* SHORT TASK
Identify every line in the rows below that contains the string "crane", and copy each of those lines. Case counts.

* DATA TO USE
====
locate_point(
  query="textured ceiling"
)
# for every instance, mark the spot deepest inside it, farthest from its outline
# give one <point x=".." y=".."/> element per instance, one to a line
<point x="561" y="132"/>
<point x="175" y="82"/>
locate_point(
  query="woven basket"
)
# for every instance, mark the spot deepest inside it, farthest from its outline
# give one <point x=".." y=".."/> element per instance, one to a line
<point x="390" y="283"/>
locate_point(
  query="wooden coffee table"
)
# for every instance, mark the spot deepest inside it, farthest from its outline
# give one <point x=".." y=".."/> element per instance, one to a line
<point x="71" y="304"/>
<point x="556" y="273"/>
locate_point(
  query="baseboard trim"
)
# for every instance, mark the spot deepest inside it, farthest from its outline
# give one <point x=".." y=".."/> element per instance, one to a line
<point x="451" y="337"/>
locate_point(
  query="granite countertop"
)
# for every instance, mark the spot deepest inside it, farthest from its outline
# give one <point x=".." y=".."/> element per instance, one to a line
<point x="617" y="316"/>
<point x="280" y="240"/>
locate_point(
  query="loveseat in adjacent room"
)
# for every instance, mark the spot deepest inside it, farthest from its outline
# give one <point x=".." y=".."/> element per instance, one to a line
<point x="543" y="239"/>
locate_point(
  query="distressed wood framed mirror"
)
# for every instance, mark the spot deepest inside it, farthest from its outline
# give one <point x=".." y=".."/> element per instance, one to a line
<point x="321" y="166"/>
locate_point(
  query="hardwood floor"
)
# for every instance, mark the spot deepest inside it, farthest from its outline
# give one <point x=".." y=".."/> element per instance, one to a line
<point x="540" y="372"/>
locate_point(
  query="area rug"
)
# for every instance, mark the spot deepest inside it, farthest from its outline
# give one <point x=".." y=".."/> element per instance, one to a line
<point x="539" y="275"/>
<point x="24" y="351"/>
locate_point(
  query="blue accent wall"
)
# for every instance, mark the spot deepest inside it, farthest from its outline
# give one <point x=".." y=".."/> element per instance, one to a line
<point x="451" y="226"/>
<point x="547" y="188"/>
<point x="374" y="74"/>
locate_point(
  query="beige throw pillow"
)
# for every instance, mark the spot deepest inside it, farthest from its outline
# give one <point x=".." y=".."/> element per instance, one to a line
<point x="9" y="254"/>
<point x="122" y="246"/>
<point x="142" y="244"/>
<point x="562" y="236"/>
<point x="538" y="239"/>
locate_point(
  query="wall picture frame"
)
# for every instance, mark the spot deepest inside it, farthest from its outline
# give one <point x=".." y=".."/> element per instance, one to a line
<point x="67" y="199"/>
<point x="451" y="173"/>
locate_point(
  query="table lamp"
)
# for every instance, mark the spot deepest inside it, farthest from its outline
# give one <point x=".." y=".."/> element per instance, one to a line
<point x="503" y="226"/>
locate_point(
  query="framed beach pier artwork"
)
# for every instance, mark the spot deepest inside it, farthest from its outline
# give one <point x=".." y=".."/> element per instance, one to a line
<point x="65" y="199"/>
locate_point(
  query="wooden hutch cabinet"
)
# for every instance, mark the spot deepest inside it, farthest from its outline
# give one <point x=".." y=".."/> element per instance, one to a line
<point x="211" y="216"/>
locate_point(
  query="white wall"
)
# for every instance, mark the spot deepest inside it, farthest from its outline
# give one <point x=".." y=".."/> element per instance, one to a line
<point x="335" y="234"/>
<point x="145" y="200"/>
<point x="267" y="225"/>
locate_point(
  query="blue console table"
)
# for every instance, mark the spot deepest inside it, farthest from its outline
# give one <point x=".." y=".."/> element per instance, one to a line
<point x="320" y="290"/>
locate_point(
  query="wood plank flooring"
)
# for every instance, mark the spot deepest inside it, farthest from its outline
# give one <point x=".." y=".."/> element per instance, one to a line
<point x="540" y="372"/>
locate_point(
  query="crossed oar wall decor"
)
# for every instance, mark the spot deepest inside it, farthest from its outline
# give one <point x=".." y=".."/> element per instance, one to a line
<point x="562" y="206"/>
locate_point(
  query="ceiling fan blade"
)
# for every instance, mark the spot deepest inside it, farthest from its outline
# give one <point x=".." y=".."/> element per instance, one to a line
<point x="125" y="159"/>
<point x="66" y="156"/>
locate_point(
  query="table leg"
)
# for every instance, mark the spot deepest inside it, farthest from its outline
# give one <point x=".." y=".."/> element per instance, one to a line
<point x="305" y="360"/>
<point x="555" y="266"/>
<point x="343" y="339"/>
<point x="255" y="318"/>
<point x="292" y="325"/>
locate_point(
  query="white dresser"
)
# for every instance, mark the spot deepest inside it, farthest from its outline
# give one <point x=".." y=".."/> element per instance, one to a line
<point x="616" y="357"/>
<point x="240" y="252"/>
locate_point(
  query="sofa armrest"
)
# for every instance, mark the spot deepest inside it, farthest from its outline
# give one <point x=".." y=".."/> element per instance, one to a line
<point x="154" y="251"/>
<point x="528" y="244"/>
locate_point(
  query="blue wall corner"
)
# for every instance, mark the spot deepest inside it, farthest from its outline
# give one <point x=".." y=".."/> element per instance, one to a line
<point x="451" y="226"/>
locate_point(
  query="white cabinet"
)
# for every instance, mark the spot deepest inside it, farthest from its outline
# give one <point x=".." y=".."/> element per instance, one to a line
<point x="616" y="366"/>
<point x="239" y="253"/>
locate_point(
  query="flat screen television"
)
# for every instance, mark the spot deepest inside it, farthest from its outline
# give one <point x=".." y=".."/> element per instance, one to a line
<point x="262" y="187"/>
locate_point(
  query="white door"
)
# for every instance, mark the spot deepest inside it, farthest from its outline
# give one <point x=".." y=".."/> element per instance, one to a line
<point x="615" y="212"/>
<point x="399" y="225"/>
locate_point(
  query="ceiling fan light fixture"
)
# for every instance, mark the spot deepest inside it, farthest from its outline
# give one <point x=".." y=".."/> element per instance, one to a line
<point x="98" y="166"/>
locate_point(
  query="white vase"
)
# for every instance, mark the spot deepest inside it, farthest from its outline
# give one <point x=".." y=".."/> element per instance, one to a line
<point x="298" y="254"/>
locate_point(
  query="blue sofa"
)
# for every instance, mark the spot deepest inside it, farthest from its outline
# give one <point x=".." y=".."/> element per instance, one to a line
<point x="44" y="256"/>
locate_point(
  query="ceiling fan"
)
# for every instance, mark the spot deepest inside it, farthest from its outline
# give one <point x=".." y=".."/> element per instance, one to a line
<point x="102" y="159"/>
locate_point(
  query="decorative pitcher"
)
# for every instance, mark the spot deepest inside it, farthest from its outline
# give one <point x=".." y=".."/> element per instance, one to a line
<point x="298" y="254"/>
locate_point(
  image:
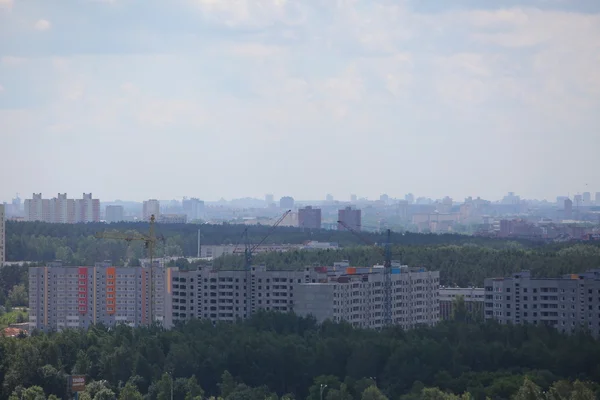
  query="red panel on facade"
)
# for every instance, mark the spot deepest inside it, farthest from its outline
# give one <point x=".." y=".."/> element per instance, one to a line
<point x="82" y="286"/>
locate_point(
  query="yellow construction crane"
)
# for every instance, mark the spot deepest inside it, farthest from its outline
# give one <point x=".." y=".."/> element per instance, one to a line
<point x="150" y="240"/>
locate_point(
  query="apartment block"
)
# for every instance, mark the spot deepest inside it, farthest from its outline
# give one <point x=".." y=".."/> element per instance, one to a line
<point x="569" y="303"/>
<point x="357" y="296"/>
<point x="473" y="298"/>
<point x="61" y="209"/>
<point x="114" y="213"/>
<point x="309" y="218"/>
<point x="236" y="294"/>
<point x="2" y="235"/>
<point x="350" y="217"/>
<point x="78" y="297"/>
<point x="149" y="208"/>
<point x="338" y="293"/>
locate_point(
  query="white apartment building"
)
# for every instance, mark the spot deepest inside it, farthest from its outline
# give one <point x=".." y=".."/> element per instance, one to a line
<point x="61" y="209"/>
<point x="353" y="294"/>
<point x="2" y="235"/>
<point x="149" y="208"/>
<point x="569" y="303"/>
<point x="358" y="295"/>
<point x="114" y="213"/>
<point x="78" y="297"/>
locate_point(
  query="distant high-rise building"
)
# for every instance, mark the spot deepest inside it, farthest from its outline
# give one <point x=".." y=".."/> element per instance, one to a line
<point x="87" y="209"/>
<point x="351" y="217"/>
<point x="309" y="217"/>
<point x="587" y="198"/>
<point x="286" y="202"/>
<point x="62" y="210"/>
<point x="37" y="209"/>
<point x="193" y="208"/>
<point x="114" y="213"/>
<point x="2" y="235"/>
<point x="149" y="208"/>
<point x="568" y="209"/>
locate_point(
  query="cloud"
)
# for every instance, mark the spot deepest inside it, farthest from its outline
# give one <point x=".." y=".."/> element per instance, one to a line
<point x="12" y="61"/>
<point x="369" y="76"/>
<point x="42" y="25"/>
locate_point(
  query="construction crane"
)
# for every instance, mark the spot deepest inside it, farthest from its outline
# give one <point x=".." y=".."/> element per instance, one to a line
<point x="248" y="252"/>
<point x="387" y="272"/>
<point x="150" y="240"/>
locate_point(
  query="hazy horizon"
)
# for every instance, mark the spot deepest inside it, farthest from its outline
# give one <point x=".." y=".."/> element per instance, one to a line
<point x="133" y="99"/>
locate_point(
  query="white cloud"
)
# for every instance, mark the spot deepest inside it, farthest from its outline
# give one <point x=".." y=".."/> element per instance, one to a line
<point x="6" y="4"/>
<point x="12" y="61"/>
<point x="42" y="25"/>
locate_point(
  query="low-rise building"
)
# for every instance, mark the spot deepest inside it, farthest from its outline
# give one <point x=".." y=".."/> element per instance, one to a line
<point x="569" y="303"/>
<point x="473" y="298"/>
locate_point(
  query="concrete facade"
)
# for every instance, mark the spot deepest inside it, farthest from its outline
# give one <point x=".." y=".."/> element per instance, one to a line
<point x="357" y="297"/>
<point x="61" y="209"/>
<point x="236" y="294"/>
<point x="78" y="297"/>
<point x="568" y="304"/>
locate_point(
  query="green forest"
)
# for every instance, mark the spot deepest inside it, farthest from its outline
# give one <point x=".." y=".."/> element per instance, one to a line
<point x="39" y="241"/>
<point x="283" y="356"/>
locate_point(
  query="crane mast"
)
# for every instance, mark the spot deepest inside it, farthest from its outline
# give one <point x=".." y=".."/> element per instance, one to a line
<point x="150" y="244"/>
<point x="387" y="272"/>
<point x="248" y="252"/>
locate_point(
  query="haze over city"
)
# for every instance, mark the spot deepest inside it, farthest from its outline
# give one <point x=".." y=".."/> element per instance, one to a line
<point x="136" y="100"/>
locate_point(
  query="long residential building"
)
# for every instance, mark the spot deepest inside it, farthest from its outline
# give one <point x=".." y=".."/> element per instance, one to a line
<point x="339" y="294"/>
<point x="569" y="303"/>
<point x="61" y="209"/>
<point x="357" y="296"/>
<point x="77" y="297"/>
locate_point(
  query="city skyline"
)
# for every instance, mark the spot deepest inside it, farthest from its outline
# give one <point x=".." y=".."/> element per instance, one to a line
<point x="349" y="198"/>
<point x="299" y="98"/>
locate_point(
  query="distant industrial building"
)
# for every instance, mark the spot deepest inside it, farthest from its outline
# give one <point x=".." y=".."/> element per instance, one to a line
<point x="286" y="202"/>
<point x="2" y="235"/>
<point x="149" y="208"/>
<point x="62" y="209"/>
<point x="172" y="218"/>
<point x="114" y="214"/>
<point x="569" y="303"/>
<point x="473" y="298"/>
<point x="354" y="295"/>
<point x="309" y="217"/>
<point x="193" y="208"/>
<point x="351" y="217"/>
<point x="78" y="297"/>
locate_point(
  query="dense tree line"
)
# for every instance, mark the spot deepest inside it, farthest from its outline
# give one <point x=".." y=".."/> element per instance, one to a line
<point x="75" y="243"/>
<point x="462" y="265"/>
<point x="283" y="355"/>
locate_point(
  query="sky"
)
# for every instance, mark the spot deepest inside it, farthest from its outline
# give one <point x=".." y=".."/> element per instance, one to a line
<point x="138" y="99"/>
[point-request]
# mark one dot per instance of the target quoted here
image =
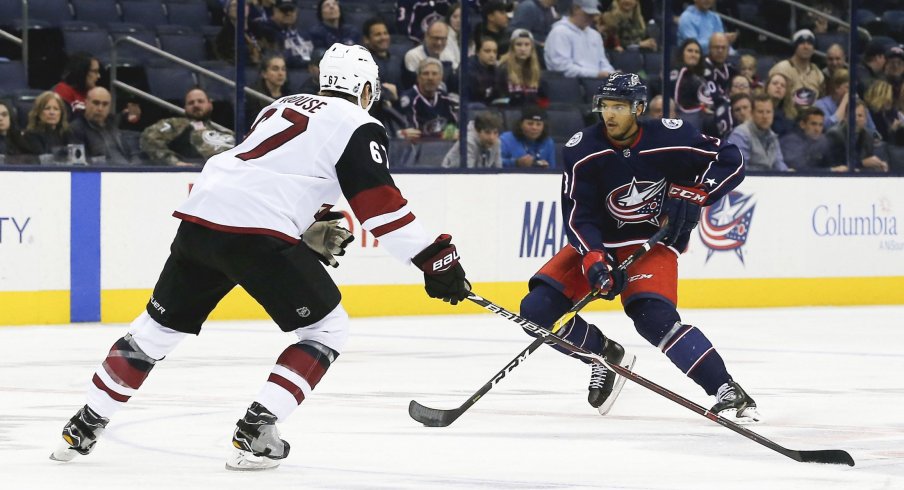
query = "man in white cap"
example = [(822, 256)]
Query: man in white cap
[(574, 48), (799, 69)]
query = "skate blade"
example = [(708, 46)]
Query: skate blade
[(627, 363), (748, 416), (245, 461), (63, 453)]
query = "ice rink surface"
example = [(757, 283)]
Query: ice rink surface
[(824, 378)]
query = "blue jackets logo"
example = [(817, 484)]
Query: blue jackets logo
[(724, 225)]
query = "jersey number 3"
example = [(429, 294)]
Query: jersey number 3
[(299, 125)]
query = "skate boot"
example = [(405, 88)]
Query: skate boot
[(605, 385), (257, 442), (735, 404), (80, 434)]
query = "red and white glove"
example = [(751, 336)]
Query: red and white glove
[(444, 278)]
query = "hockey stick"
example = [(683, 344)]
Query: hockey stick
[(826, 456), (433, 417)]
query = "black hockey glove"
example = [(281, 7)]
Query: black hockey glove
[(327, 239), (444, 278), (682, 206), (608, 282)]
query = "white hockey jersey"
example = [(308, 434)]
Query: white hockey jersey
[(301, 152)]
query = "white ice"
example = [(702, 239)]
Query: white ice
[(824, 378)]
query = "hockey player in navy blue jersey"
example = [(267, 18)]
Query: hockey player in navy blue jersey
[(622, 178)]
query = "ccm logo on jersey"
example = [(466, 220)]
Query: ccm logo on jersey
[(688, 193), (442, 264)]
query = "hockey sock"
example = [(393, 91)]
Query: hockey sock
[(685, 345), (297, 371), (119, 376), (544, 305)]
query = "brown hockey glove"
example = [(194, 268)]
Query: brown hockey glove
[(327, 239)]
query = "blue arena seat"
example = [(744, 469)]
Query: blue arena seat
[(89, 39), (147, 13), (101, 12), (51, 11), (170, 82), (12, 76), (187, 45), (190, 14), (430, 153)]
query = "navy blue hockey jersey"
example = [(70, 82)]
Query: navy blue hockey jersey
[(613, 196)]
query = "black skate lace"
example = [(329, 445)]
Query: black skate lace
[(597, 376)]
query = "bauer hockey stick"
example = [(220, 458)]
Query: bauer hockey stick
[(825, 456), (434, 417)]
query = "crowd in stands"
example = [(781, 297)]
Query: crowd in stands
[(532, 67)]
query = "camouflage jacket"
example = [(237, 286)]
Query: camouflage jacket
[(181, 139)]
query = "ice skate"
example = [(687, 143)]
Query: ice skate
[(605, 385), (80, 434), (735, 404), (256, 440)]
====
* WRITTEN RESPONSE
  query="yellow construction crane"
  query="construction crane"
  query="crane mast"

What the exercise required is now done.